- **Aim**
Copy the lines below as they are; omit the images they contain.

- **Records supplied**
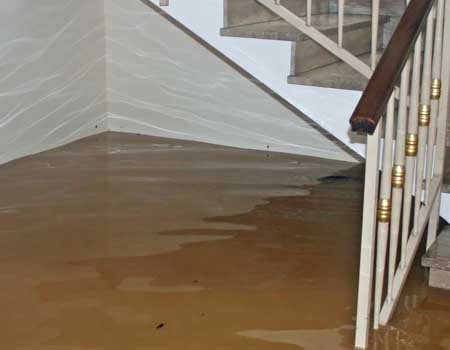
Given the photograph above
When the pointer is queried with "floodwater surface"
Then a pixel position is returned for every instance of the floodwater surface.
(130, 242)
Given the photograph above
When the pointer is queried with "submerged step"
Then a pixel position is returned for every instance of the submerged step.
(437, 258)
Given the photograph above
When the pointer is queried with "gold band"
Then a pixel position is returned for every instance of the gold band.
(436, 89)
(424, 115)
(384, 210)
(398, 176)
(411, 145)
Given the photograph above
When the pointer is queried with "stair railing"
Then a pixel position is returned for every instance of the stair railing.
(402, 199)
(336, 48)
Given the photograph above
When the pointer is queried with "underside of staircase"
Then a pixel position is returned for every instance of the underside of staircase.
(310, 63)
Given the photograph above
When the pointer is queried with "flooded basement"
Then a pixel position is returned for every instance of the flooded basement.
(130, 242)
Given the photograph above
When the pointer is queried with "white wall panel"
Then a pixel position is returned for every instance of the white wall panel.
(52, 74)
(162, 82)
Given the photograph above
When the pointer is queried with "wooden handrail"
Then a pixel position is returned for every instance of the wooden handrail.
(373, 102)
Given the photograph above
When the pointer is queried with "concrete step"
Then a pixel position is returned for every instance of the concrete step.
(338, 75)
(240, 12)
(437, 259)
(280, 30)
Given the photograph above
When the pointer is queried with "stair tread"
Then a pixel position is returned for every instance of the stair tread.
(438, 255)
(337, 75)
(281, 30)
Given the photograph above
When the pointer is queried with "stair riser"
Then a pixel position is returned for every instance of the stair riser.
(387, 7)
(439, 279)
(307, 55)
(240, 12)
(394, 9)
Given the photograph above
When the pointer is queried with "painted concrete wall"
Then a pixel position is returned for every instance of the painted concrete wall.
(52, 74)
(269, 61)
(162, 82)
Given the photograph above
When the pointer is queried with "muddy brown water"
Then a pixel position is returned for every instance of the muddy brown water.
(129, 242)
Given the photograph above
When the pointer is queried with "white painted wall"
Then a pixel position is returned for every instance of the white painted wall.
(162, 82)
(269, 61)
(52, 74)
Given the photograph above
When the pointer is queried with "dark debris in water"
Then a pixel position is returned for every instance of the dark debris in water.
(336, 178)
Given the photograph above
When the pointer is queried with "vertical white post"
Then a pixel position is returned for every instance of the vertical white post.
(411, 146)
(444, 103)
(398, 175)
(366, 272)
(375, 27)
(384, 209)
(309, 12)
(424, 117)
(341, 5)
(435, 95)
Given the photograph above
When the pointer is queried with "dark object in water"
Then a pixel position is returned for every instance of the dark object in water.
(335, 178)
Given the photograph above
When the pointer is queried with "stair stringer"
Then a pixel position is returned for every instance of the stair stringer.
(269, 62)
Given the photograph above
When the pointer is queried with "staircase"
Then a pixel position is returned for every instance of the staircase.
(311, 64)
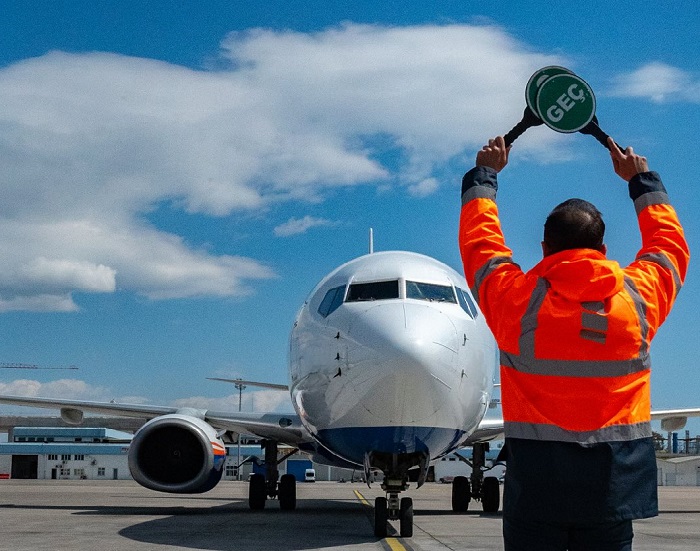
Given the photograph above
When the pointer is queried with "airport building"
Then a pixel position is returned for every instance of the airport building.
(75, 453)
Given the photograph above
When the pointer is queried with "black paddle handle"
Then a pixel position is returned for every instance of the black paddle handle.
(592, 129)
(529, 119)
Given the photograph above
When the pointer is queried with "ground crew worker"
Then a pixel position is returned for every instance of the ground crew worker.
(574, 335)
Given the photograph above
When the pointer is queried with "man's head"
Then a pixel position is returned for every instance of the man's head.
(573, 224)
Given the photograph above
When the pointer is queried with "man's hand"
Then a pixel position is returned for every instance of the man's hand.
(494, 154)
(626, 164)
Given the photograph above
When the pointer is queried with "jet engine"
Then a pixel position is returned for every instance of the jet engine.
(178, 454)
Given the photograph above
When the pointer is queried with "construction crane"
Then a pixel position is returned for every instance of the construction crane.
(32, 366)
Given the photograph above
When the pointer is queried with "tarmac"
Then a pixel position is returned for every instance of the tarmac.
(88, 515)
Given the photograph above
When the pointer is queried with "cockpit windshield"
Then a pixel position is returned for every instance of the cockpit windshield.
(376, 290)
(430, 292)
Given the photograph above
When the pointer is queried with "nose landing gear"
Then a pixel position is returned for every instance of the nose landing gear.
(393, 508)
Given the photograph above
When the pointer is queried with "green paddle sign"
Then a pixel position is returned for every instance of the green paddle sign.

- **Exercise response**
Given the photograph above
When the pointer is queried with "floodwater surface"
Then a pixel position is returned for every instance of the floodwater surface.
(130, 242)
Given the photograph above
When the pointer is queried with "submerged step"
Then a pixel position is returned for every instance of the submerged step.
(437, 258)
Given the photograph above
When the pointer is queried with "gold band"
Then a pixel position is returned for every instance of the gold band.
(436, 89)
(424, 115)
(384, 210)
(398, 176)
(411, 145)
Given the photograph above
When the pointer is queried with "stair railing"
Then a pixel position is returned for every instance of the stair railing.
(402, 199)
(336, 48)
Given the photograph above
When the pointer is queried with "underside of staircase"
Then a pixel position is returned for every instance of the underside of staircase.
(310, 63)
Given the photograph above
When the pointer is queried with "flooded basement"
Then a pixel position is returned for every instance of the flooded basement.
(130, 242)
Given the photograph above
When the pointer is queried with "white wall panel"
Then a pixel position is returned for every instance of the white wall panel.
(52, 74)
(162, 82)
Given the photograph above
When the pointer is queried with "wooden handrail"
Then a pixel position is returned for every instance of the wooden handrail.
(373, 102)
Given the photograph above
When the pointer is queried with "concrete step"
Then a pixel position is returned for every instance of the concrete step.
(338, 75)
(240, 12)
(437, 259)
(280, 30)
Given the photograph above
When the pointer is queried with "stair tread"
Then a pixel position is returned for every instance of the stair tread.
(438, 255)
(337, 75)
(281, 30)
Given the photograph above
When the pointer is queried with "stair riser"
Then a pixel position is returned for every instance of the stair riser.
(387, 7)
(439, 279)
(307, 55)
(240, 12)
(394, 9)
Given the photograph above
When the pointer is queried with "painted concrete wall"
Then a pixel position is returned for every instance of the painted concrete wall.
(52, 74)
(269, 61)
(162, 82)
Given the photograph above
When the pointer is queried with "muddy brown water"
Then a pixel position is returned for every instance of the muddy brown water.
(129, 242)
Given the photograph above
When the pointer is queried with "white painted wall"
Then a pixel position is returned for every instance of the white painted wall.
(162, 82)
(269, 61)
(52, 74)
Given the photograph above
When the pointer is queried with "dark debris in water"
Then a pixel position is returned for every instance of the dark debris in water.
(336, 178)
Given the photograph above
When the pointer is queried with "vertical white post"
Then a pixel position is returned for every instance of the vertical white post.
(411, 146)
(444, 103)
(398, 175)
(366, 272)
(375, 27)
(384, 209)
(309, 12)
(424, 117)
(341, 5)
(435, 95)
Given the photograph above
When the pointer is queried with "dark object in water"
Then a pixel position is returned for every instance of the dark object in water.
(335, 178)
Given the photograph above
When the pointer is queried with "stair stringer"
Then a pixel position is returned for every instance of the stair stringer.
(269, 62)
Given the photograph above
When the pointer is queried with "staircase"
Then a pixel position is returned for every instance of the staircase.
(311, 64)
Given the photograph above
When the pointer is queried with "airport building"
Then a pixel position is returned for every instance of the airport building.
(75, 453)
Given the photograph above
When the pointer is queried with "black paddle handle"
Then a pixel position is returned for every instance of the black paddle handle.
(592, 129)
(529, 119)
Given the photograph above
When the pointer is queried with "ground crew worker"
Then a pixel position is returned for every instance of the ground crew worker.
(574, 335)
Given the photograph above
When the pointer is queried with "man's head"
Then a pixel position is returned for every instance of the man's head.
(573, 224)
Given the photograph above
When the pointer is queried with "man's hand"
Then a pixel position is returned for every instance of the man's hand.
(494, 154)
(626, 164)
Given the photograph above
When the pointer is queried with "jet engine"
Then a pixel position is returned for every instance of the jet engine.
(178, 454)
Given the photograph above
When the pointer is queried with "construction crane"
Then a pixel position is returned for every instance of the construction crane.
(32, 366)
Given the photograph above
When the pointer is queried with "tarmac"
Then a pixel position is returned for every instance of the tarmac.
(88, 515)
Given the photograph above
When the pointer is queried with "cockpit windshield"
Then a pixel position is returned for every instance of the cockpit windshield.
(376, 290)
(430, 292)
Given the photograph above
When the pointer is queried with "nose landing gear"
Then a pixel position is returned for every instance of the nose landing gear.
(393, 508)
Given the photograph above
When the pointer is queried with "green paddle sign"
Then a pixel position is returned for every instance of the green paddle sign.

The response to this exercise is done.